[ЗАДАНИЯ]:
(a) Назовите всех авторов, чьи публикации указаны в квадратных скобках в тексте о бывших военнопленных.
(b) В каком году на Колыме был создан Берлаг, согласно тексту о бывших военнопленных?
(c) Продолжите текст о бывших военнопленных с того места, на котором он обрывается.

[ФРАГМЕНТ ТЕКСТА]:

----

Еще в 1989 г. историк В.Н. Земсков опубликовал документальные данные из ставших доступными советских архивов о судьбе бывших военнопленных5 [Земсков В.Н. Репатриация советских граждан и их дальнейшая судьба (1944–1956) // Социологические исследования. 1995. № 5-6; он же. «Архипелаг ГУЛАГ» глазами историка и статистика // Аргументы и факты. 1989. № 45]. Вполне закономерную проверку в фильтрационных лагерях после плена прошли около 1,5 млн. человек, из них подавляющее большинство либо направлялось в армию и рабочие батальоны, либо отпускалось домой. В распоряжение НКВД было передано 226 тысяч человек, из них 148 тыс. – в основном бывшие «власовцы», не участвовавшие в боевых действиях, – направлены на спецпоселение (с бесконвойным режимом) и 78 тыс. – в лагеря. Последние – те, против которых имелись какие-либо доказательства о прямом сотрудничестве с фашистами и участии в боях против Красной Армии, а также судимые военным трибуналом за различные преступления (фронтовики нередко срывались в быту). Совершившие наиболее тяжкие преступления направлялись в созданную систему особых лагерей. В 1948 г. такой лагерь (Берлаг) был создан на Колыме. По данным А. Козлова6 [Козлов А. Нареченный Берлаг // www. kolyma.ru], в его отделениях, разбросанных в разных местах, находилось 15,5 тыс. человек. Контингент Берлага квалифицировался как «особо опасный уголовно-бандитствующий», но при этом около 6 тыс. человек были осуждены по статье «контрреволюционная деятельность», которая, как известно, всегда давала широкий простор для фантазии следователей, для произвола.
Факты, установленные В.Н. Земсковым и другими российскими историками, ныне вошли в научный оборот, они признаны и за рубежом. На них сослался и И. Пыхалов, автор еще одного характерного отклика на фильм «Последний бой майора Пугачева»7 [Пыхалов И. Правда и ложь о советских военнопленных // Спецназ России. 2005. № 9. Интернет-версия на сайте specnaz.ru]. Он называет фильм «ушатом помоев к юбилею Победы», а рассказ Шаламова – «фольклором». При этом И. Пыхалов, не скрывающий своих симпатий к Сталину, апеллирует к телепередаче магаданского писателя и журналиста А. Бирюкова, показанной по местному телевидению в 1995 г. и посвященной одному из побегов, который мог послужить материалом для шаламовского рассказа. Поскольку среди участников этого побега были бывшие полицаи, Пыхалов назвал свою реплику хлестко – «Последний бой полицая»... Эта явная попытка дискредитации творчества Шаламова – еще одно печальное недоразумение, связанное с аберрациями восприятия художественного текста. А тема о реальных колымских побегах требует особого разговора.

----

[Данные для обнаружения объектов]
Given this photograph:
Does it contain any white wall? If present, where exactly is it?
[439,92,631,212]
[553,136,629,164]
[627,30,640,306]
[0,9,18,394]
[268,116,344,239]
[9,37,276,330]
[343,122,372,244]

----

[ОТВЕТЫ К ЗАДАНИЯМ]:
(a) В.Н. Земсков, А. Козлов, И. Пыхалов.

(b) В 1948 году.

(c)
Первая реальность. «Бежать с Колымы нельзя. Место для лагерей было выбрано гениально», – писал Шаламов в очерке «Зеленый прокурор». И все же, вопреки всем разумным основаниям, как только сходил снег, начинались побеги. Современные историки насчитали, что убежать с «планеты Колыма» за период 1932–1956 гг. пыталось около 8 тысяч (7877) человек8 [Козлов А. В период «массового безумия» // Вечерний Магадан. 29.10.02. Интернет-версия на сайте www.kolyma.ru. Для полноты картины надо привести и общие данные о заключенных на Колыме, собранные тем же автором и сверенные по разным источникам: общее количество заключенных, завезенных на территорию Дальстроя с 1932 по 1956 гг., – 876 тыс. человек, из них погибло (умерло по разным причинам, расстреляно) около 150 тыс. человек]. Но удачным, с определенной натяжкой, можно назвать лишь один случай – беглец-одиночка П. Кривошей, бытовик, «косивший» под научного работника и сфабриковавший себе командировку до Якутска, а затем добравшийся до Мариуполя, был возвращен в лагерь (эта история отражена в «Зеленом прокуроре» Шаламова).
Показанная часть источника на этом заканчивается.